◆ Dataset excerpts
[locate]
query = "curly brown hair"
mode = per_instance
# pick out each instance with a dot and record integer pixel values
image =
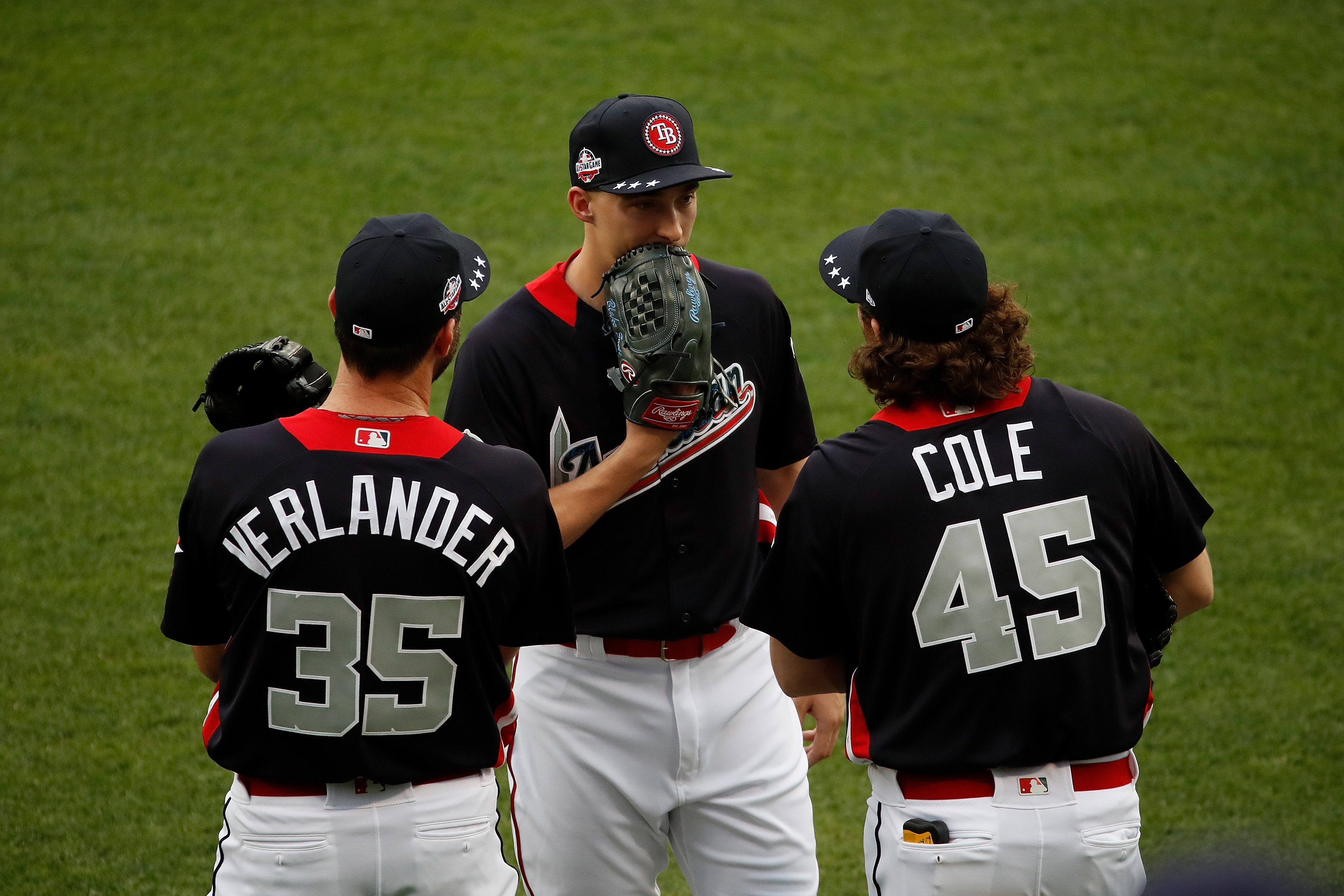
(986, 365)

◆ Aim of the task
Reproduce the item above word for word, line by line, leaving out the picture.

◆ Answer
[locate]
query = "curly brown hair"
mode = per_instance
# pick out each instance with a dot and record integer pixel values
image =
(986, 365)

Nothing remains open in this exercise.